SET EXERCISE: Express every line of the items below as a string in one JSON list, with one string per line and any blank lines omitted.
-- BEGIN INPUT DATA --
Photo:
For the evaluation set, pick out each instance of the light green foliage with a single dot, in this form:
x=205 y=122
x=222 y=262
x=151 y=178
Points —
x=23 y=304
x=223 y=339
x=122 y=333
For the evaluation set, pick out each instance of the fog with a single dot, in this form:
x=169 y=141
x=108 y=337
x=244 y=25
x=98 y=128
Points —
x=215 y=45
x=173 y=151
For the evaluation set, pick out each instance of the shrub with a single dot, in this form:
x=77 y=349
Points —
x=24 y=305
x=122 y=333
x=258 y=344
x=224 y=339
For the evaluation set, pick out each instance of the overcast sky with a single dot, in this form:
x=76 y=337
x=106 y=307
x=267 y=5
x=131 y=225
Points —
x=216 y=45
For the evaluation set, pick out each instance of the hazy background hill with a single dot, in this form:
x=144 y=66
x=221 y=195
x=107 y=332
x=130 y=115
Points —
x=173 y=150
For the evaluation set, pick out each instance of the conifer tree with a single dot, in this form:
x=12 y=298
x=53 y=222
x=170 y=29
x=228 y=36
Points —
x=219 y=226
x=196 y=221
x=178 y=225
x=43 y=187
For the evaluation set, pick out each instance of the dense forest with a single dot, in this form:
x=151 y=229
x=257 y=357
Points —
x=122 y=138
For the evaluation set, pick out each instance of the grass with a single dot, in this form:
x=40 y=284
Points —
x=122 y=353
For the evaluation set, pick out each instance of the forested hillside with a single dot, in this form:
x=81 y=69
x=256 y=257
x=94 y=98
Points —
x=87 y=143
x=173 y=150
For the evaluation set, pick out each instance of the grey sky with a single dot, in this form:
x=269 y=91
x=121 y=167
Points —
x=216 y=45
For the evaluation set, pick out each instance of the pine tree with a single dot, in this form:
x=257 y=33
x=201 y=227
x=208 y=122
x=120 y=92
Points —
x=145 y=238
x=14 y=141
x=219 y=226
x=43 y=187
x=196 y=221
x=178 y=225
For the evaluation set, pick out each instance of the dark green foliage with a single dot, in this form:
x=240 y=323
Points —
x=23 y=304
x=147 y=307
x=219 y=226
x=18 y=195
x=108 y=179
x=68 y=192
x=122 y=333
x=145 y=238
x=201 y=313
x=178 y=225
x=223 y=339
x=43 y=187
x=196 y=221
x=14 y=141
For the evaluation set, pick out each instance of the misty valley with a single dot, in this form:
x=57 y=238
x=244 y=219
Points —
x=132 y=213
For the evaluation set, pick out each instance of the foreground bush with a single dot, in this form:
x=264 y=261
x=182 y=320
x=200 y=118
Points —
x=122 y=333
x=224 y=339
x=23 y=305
-- END INPUT DATA --
ANSWER:
[
  "Photo:",
  "For the evaluation set, pick out each instance of the light green foliage with a single dot, in this form:",
  "x=205 y=122",
  "x=222 y=262",
  "x=151 y=178",
  "Points —",
  "x=23 y=304",
  "x=223 y=339",
  "x=122 y=333",
  "For the evaluation set, pick out each instance of the fog with a single dot, in this form:",
  "x=169 y=141",
  "x=108 y=337",
  "x=244 y=25",
  "x=98 y=128",
  "Points —",
  "x=215 y=45",
  "x=173 y=151",
  "For the evaluation set, pick out each instance of the shrub with a single dot, in this form:",
  "x=77 y=349",
  "Points —",
  "x=24 y=305",
  "x=122 y=333",
  "x=258 y=344",
  "x=224 y=339",
  "For the evaluation set, pick out each instance of the overcast sky with a single dot, in this form:",
  "x=76 y=337",
  "x=106 y=307",
  "x=267 y=5",
  "x=131 y=225",
  "Points —",
  "x=216 y=45",
  "For the evaluation set, pick out each instance of the hazy background hill with a single dot, in this form:",
  "x=144 y=66",
  "x=221 y=195",
  "x=107 y=332",
  "x=130 y=115",
  "Points —",
  "x=173 y=150",
  "For the evaluation set, pick out each instance of the conifer tree with a single dot, in this form:",
  "x=12 y=298",
  "x=53 y=222",
  "x=170 y=29",
  "x=228 y=36",
  "Points —",
  "x=219 y=226",
  "x=196 y=221",
  "x=178 y=225",
  "x=43 y=187",
  "For the evaluation set, pick out each instance of the dense forest with a single dot, in this form:",
  "x=151 y=229",
  "x=257 y=357",
  "Points —",
  "x=122 y=138",
  "For the evaluation set, pick out each instance of the grass with a single dot, in this form:",
  "x=40 y=284",
  "Points —",
  "x=122 y=353",
  "For the evaluation set, pick out each instance of the forested hillside with a single dot, in this form:",
  "x=81 y=69",
  "x=256 y=257",
  "x=94 y=98",
  "Points —",
  "x=87 y=143",
  "x=173 y=150",
  "For the evaluation set, pick out each instance of the grey sky with a single dot, in this form:",
  "x=269 y=91",
  "x=121 y=167",
  "Points —",
  "x=216 y=45",
  "For the evaluation set, pick out each instance of the pine tree with a single dot, in this form:",
  "x=257 y=33",
  "x=201 y=227",
  "x=208 y=122",
  "x=120 y=92",
  "Points —",
  "x=145 y=238",
  "x=14 y=141",
  "x=219 y=226",
  "x=43 y=187",
  "x=196 y=221",
  "x=178 y=225",
  "For the evaluation set, pick out each instance of the dark green foliage with a single dot, in this form:",
  "x=240 y=323",
  "Points —",
  "x=23 y=304",
  "x=147 y=307",
  "x=219 y=226",
  "x=18 y=195",
  "x=108 y=179",
  "x=68 y=192",
  "x=122 y=333",
  "x=145 y=238",
  "x=201 y=313",
  "x=178 y=225",
  "x=223 y=339",
  "x=43 y=187",
  "x=196 y=221",
  "x=14 y=141",
  "For the evaluation set, pick out each instance of the misty valley with a single dot, in this form:",
  "x=57 y=238",
  "x=244 y=219",
  "Points —",
  "x=132 y=213",
  "For the evaluation set, pick out each instance of the foreground bush with a single dot, in this form:",
  "x=264 y=261",
  "x=182 y=320",
  "x=200 y=118",
  "Points —",
  "x=122 y=333",
  "x=224 y=339",
  "x=23 y=305"
]